◆ WHAT IS EXPECTED
Can you retype all of the records below, keeping every character unchanged?

Bounding box annotation entries:

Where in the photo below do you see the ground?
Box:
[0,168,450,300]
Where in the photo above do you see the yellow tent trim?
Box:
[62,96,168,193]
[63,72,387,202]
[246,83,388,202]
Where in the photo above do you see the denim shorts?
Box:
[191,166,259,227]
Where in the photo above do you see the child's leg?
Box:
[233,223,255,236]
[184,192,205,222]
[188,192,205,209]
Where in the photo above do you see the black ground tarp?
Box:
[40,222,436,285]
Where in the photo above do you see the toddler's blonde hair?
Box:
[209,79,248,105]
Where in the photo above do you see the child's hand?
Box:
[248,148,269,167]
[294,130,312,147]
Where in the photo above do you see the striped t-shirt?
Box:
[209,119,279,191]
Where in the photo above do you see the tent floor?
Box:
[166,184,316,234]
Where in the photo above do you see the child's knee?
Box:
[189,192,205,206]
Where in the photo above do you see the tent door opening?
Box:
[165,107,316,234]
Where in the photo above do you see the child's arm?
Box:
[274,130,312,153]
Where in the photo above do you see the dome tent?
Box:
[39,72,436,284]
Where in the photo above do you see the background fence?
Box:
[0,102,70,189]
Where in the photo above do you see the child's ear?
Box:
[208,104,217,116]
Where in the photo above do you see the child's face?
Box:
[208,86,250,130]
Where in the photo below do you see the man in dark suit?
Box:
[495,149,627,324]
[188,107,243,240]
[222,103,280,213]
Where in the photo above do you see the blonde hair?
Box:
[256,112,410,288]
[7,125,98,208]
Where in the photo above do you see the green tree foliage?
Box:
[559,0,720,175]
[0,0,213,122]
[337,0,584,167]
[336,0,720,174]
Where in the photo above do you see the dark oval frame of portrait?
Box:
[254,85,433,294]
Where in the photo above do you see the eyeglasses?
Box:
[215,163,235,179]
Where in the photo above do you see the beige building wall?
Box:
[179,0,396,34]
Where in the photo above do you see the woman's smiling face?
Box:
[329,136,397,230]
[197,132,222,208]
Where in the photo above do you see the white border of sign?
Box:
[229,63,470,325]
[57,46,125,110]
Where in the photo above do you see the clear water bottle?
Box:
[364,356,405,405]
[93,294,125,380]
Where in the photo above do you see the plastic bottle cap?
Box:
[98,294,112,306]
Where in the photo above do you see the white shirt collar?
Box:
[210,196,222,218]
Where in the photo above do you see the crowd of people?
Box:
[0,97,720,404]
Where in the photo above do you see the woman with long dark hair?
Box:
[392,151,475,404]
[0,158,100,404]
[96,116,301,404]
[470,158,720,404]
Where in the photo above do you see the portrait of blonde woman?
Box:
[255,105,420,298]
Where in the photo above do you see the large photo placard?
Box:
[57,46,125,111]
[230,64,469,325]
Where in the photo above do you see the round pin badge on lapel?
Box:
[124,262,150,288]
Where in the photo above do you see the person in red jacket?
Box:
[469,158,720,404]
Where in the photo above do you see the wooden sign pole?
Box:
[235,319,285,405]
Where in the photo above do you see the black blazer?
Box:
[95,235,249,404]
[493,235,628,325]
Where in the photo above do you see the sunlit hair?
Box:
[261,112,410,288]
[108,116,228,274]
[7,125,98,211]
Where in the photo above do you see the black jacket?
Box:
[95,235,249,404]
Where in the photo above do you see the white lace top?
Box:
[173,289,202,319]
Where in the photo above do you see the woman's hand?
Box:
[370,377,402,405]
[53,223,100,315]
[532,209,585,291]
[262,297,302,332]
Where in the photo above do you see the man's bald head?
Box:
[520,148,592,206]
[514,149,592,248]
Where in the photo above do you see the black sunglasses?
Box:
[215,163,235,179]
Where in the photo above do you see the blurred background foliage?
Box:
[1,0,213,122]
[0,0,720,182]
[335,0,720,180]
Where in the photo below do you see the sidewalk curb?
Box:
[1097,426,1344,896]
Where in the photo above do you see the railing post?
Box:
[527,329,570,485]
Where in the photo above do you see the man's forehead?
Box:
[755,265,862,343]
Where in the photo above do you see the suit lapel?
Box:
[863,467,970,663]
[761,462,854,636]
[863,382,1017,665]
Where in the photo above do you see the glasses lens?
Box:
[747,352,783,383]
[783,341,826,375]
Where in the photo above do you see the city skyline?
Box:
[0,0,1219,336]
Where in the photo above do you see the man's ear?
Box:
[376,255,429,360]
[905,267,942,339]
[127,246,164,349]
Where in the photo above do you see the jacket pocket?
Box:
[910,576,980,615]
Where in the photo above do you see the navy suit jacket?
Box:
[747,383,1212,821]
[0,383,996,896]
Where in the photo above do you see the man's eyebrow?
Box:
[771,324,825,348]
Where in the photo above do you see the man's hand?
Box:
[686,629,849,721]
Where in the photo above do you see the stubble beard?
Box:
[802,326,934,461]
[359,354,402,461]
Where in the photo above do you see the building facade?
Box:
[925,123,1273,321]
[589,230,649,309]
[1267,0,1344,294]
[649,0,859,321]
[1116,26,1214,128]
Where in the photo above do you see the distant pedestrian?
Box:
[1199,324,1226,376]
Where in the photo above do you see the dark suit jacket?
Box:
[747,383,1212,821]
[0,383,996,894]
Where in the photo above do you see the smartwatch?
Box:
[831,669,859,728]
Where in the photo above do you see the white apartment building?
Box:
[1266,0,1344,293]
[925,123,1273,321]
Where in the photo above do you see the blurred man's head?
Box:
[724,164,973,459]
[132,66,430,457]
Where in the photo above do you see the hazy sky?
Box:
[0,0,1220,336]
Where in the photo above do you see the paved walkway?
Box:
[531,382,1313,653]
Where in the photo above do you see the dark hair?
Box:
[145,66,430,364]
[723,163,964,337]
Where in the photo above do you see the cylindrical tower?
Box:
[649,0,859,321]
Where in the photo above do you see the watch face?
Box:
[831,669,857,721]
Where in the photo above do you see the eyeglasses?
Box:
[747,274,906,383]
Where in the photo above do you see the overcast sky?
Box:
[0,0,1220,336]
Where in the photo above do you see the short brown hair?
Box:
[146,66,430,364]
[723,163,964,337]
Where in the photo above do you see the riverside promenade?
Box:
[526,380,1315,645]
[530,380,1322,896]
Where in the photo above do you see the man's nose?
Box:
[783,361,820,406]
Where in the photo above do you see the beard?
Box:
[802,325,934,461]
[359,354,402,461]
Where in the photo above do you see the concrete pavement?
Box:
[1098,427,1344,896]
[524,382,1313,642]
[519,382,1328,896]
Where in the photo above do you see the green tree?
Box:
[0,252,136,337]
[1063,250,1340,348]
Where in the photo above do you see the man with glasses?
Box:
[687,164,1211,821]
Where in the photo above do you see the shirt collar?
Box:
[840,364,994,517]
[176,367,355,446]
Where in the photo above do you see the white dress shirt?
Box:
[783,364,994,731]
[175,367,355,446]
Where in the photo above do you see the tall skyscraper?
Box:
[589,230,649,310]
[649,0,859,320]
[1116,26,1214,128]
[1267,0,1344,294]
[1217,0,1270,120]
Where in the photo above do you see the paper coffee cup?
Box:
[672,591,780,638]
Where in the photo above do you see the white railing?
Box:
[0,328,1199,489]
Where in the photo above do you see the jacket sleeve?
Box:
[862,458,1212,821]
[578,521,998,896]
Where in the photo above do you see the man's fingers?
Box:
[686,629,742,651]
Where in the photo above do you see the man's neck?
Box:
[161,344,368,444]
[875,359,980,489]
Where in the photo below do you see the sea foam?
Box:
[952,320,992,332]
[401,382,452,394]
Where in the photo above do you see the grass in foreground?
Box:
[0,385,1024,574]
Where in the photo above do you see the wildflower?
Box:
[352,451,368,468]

◆ OUTPUT OF THE TASK
Where in the photo below do you see the ground?
Box:
[0,168,450,300]
Where in the photo above do you see the yellow tent trim?
Box:
[62,96,168,193]
[63,72,387,202]
[246,83,388,202]
Where in the photo above do you see the denim shorts?
Box:
[191,166,259,227]
Where in the photo above do you see the child's leg?
Box:
[233,223,255,236]
[184,192,205,222]
[188,192,205,209]
Where in the photo above do you see the black ground tarp?
Box:
[40,222,436,285]
Where in the photo above do you see the toddler's blonde hair?
Box:
[209,79,248,105]
Where in the photo above do you see the child's hand?
Box:
[248,148,269,167]
[294,130,312,147]
Where in the photo above do you see the striped t-shirt?
Box:
[209,119,279,191]
Where in the photo above do you see the tent floor?
Box:
[166,184,316,234]
Where in the photo above do you see the child's knee?
Box:
[189,192,205,206]
Where in the photo above do you see the tent door opening?
Box:
[165,107,316,234]
Where in the photo above do you see the child's arm?
Box:
[274,130,312,153]
Where in the photo above do you see the dome tent?
Box:
[39,72,436,284]
Where in the photo above do you see the background fence?
Box:
[0,102,70,189]
Where in the photo above do you see the child's ear?
Box:
[208,104,217,116]
Where in the photo above do you see the child's face?
Box:
[208,86,250,130]
Where in the photo below do you see the man in dark suit?
Box:
[495,149,627,324]
[188,107,243,240]
[222,103,280,213]
Where in the photo above do you see the blonde hair?
Box:
[256,112,410,288]
[7,125,98,208]
Where in the photo above do you see the green tree foliage?
Box:
[559,0,720,175]
[0,0,213,122]
[337,0,584,167]
[336,0,720,174]
Where in the photo above do you see the dark oval frame of portrait?
Box:
[254,85,433,294]
Where in the photo above do you see the eyeglasses?
Box:
[215,163,235,179]
Where in the photo above do you see the beige building wall?
Box:
[179,0,396,34]
Where in the photo above do you see the woman's smiling face?
Box:
[329,136,397,230]
[197,132,222,208]
Where in the photo above do you see the white border of sign?
Box:
[229,63,470,325]
[57,46,125,110]
Where in the photo above do you see the clear water bottle?
Box:
[364,356,405,405]
[93,294,125,380]
Where in the photo above do you see the plastic bottle cap?
Box:
[98,294,112,306]
Where in the photo above do you see the white shirt collar?
Box:
[210,196,222,218]
Where in the photo above do you see the crowd of people?
Box:
[0,97,720,404]
Where in the photo above do you see the woman with long dark hair?
Box:
[392,151,475,404]
[0,158,100,404]
[96,116,301,404]
[470,158,720,404]
Where in the photo above do you see the portrait of blonde woman?
Box:
[255,105,420,298]
Where in the photo above do you see the large photo placard?
Box:
[57,46,125,111]
[230,64,469,325]
Where in the photo above do you see the round pin badge on lapel?
Box:
[124,262,150,288]
Where in the photo above do you see the person in red jacket?
Box:
[469,158,720,404]
Where in the photo above do you see the wooden sign pole?
Box:
[235,319,285,405]
Where in the photo above do you see the black blazer?
Box:
[95,235,249,404]
[493,235,628,325]
Where in the photo above do you see the sunlit hair?
Box:
[261,112,410,288]
[108,116,228,274]
[7,125,98,211]
Where in the photo above do you see the black jacket?
Box:
[95,235,249,404]
Where in the photo above do you see the white lace top?
Box:
[173,289,202,319]
Where in the photo above do you see the woman's hand?
Box:
[370,377,402,405]
[53,223,100,315]
[532,209,585,291]
[262,297,302,332]
Where in the photo above do you see the man's bald head?
Box:
[520,148,592,206]
[514,149,592,248]
Where in the photo above do you see the black sunglasses?
Box:
[215,163,235,179]
Where in the photo above do you see the blurred background foliage?
Box:
[1,0,213,122]
[0,0,720,182]
[335,0,720,180]
Where in the photo below do you see the sidewalk curb?
Box:
[1097,426,1344,896]
Where in the photo above do you see the railing post?
Box:
[527,329,570,485]
Where in the photo above do you see the man's forehead?
Box:
[755,265,862,343]
Where in the photo above do you see the suit lapel?
Box:
[863,467,970,663]
[761,462,854,636]
[863,382,1017,665]
Where in the photo above do you see the glasses lens?
Box:
[747,352,783,383]
[783,341,826,375]
Where in the photo above do you see the city skyline?
Box:
[0,0,1219,336]
Where in the photo above do you see the man's ear?
Box:
[376,255,429,360]
[905,267,942,339]
[127,246,164,349]
Where in the photo above do you see the jacket pocket?
Box:
[910,576,980,615]
Where in the photo above do you see the navy suit jacket?
Box:
[747,383,1212,821]
[0,383,996,896]
Where in the photo above do you see the man's eyebrow?
Box:
[771,324,825,348]
Where in the photo above do you see the man's hand?
Box:
[686,629,849,721]
Where in the photo above do you see the stubble beard?
Box:
[802,326,934,461]
[359,354,402,461]
Where in the photo above do you see the building facade?
Box:
[925,123,1273,321]
[589,230,649,309]
[1267,0,1344,294]
[649,0,859,321]
[1116,26,1214,128]
Where in the photo above do you see the distant pedestrian?
Box:
[1199,324,1226,376]
Where in the photo above do you see the dark suit jacket?
Box:
[747,383,1212,821]
[0,383,996,894]
Where in the photo above do you see the smartwatch?
Box:
[831,669,859,728]
Where in the photo above do you see the white apartment building?
Box:
[1266,0,1344,293]
[925,123,1273,321]
Where in the photo above do you see the blurred man's head?
Box:
[724,164,973,459]
[132,66,430,457]
Where in the photo above do you see the hazy sky?
Box:
[0,0,1220,336]
Where in the photo above do you see the paved walkway?
Box:
[531,382,1313,653]
Where in the photo above do you see the dark hair?
Box:
[145,66,430,364]
[723,163,964,337]
Where in the photo above do you see the cylindrical tower?
Box:
[649,0,859,321]
Where in the photo above do you see the watch face?
Box:
[831,669,857,721]
Where in the photo above do you see the eyeglasses?
Box:
[747,274,906,383]
Where in the photo above do you see the overcast sky?
Box:
[0,0,1220,336]
Where in the photo above do you see the short brown hair?
Box:
[146,66,430,364]
[723,163,964,337]
Where in the photo above do you see the riverside promenade?
Box:
[526,380,1315,645]
[530,380,1322,896]
Where in the photo above do you see the man's nose?
Box:
[783,361,820,406]
Where in the photo above do you see the beard?
Box:
[802,325,934,461]
[359,354,402,461]
Where in the photo above do you see the concrete pavement?
Box:
[1098,427,1344,896]
[524,382,1313,642]
[519,382,1328,896]
Where in the photo above do you see the green tree?
Box:
[0,252,136,337]
[1063,250,1340,348]
Where in the photo above do you see the man with glasses?
Box:
[687,164,1211,821]
Where in the photo above do you see the shirt collar?
Box:
[840,364,994,517]
[176,367,355,446]
Where in the photo above do you see the white dress shirt?
Box:
[783,364,994,731]
[175,367,355,446]
Where in the photo above do you see the tall skyscraper?
Box:
[589,230,649,310]
[649,0,859,320]
[1116,26,1214,128]
[1267,0,1344,294]
[1217,0,1270,120]
Where in the photo above do you see the paper coffee cup?
Box:
[672,591,780,638]
Where in the photo above do you see the white railing?
Box:
[0,328,1199,489]
Where in the photo above do you see the jacket sleeve?
Box:
[862,458,1212,821]
[578,521,998,896]
Where in the photo above do you see the man's fingers?
Box:
[686,629,742,651]
Where in the photo above do you see the man's neck?
Box:
[161,344,368,444]
[875,359,980,489]
Where in the photo below do you see the sea foam?
Box:
[952,320,992,332]
[401,382,452,394]
Where in the photo above do you see the grass in foreground?
Box:
[0,385,1024,574]
Where in the photo above do you see the wildflower?
Box:
[352,451,368,468]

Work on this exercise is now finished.